*Task data:*
+ + + +

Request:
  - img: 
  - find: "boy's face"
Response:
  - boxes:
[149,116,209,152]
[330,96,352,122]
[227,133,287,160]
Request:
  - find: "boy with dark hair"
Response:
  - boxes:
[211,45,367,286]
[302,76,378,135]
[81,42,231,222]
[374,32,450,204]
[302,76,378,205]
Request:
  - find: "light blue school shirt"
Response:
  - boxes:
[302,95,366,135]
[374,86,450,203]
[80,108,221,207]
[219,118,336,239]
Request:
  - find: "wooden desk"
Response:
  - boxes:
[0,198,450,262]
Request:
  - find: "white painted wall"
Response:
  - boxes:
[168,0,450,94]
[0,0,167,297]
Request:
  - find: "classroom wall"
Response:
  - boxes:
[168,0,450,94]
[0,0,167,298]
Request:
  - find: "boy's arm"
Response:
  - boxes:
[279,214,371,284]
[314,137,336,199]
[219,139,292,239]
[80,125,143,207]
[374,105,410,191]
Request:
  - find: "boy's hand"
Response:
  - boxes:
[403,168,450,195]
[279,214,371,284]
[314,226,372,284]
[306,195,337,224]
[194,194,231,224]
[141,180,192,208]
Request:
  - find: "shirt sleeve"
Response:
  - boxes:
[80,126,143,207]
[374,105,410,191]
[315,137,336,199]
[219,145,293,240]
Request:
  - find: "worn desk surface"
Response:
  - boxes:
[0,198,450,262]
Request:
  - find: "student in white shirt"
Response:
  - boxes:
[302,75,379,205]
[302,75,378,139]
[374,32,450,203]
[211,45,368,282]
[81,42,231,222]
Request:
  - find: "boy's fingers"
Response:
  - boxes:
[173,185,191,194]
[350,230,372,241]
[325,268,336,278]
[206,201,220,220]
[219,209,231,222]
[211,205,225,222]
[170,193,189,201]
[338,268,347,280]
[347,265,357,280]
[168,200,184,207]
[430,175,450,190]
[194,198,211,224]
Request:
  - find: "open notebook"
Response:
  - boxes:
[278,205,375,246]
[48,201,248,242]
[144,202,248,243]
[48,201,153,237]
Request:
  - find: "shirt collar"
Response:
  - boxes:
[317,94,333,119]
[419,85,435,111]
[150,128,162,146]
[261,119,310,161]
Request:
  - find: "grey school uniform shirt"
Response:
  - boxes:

+ + + +

*What you are asked to do:* From the records above, please extract every line and repeat it exactly.

*Problem solution:*
Request:
  - img: 
  - find: "boy's face"
Response:
  - boxes:
[149,116,209,152]
[330,96,352,122]
[227,133,287,160]
Request:
  - find: "boy with dark hair"
Response:
  - boxes:
[211,45,367,286]
[302,76,378,135]
[81,42,231,222]
[374,32,450,204]
[302,76,378,205]
Request:
  - find: "light blue school shirt"
Response:
  - boxes:
[302,95,366,135]
[374,86,450,203]
[80,108,221,207]
[219,118,336,239]
Request:
  - find: "wooden desk"
Response:
  - boxes:
[0,198,450,262]
Request:
  - find: "white painted wall"
Response:
  - boxes:
[168,0,450,94]
[0,0,167,297]
Request:
  - find: "classroom wall"
Response:
  - boxes:
[168,0,450,94]
[0,0,167,298]
Request:
  - find: "boy's arm"
Response:
  - boxes:
[279,214,371,284]
[314,137,336,199]
[219,139,292,239]
[80,125,143,207]
[374,105,410,191]
Request:
  - find: "boy's hand"
Response:
  - boxes:
[403,168,450,195]
[279,214,371,284]
[314,226,372,284]
[306,195,337,224]
[194,194,231,224]
[141,180,192,208]
Request:
  - find: "shirt sleeve"
Response:
  - boxes:
[80,126,143,207]
[374,105,410,191]
[315,137,336,199]
[219,145,293,240]
Request:
  - find: "worn desk surface"
Response:
  - boxes:
[0,198,450,262]
Request:
  - find: "student in white shirt"
Response:
  - boxes:
[302,75,379,205]
[302,75,378,139]
[374,32,450,203]
[211,45,368,282]
[81,42,231,222]
Request:
  - find: "boy's fingers"
Response:
  - boxes:
[173,185,191,194]
[350,230,372,241]
[325,268,336,278]
[206,201,220,220]
[219,209,231,222]
[211,205,225,222]
[170,193,189,201]
[338,268,347,280]
[347,265,357,280]
[168,200,184,207]
[430,175,450,190]
[194,198,211,224]
Request:
  - find: "open notebook"
Response:
  - boxes:
[278,205,375,246]
[48,201,248,242]
[144,202,248,243]
[48,201,153,237]
Request:
  - find: "shirt collar"
Response:
  - boxes:
[317,94,333,119]
[419,85,435,111]
[150,128,162,146]
[261,119,310,161]
Request:
  - find: "grey school uniform shirt"
Response:
  - boxes:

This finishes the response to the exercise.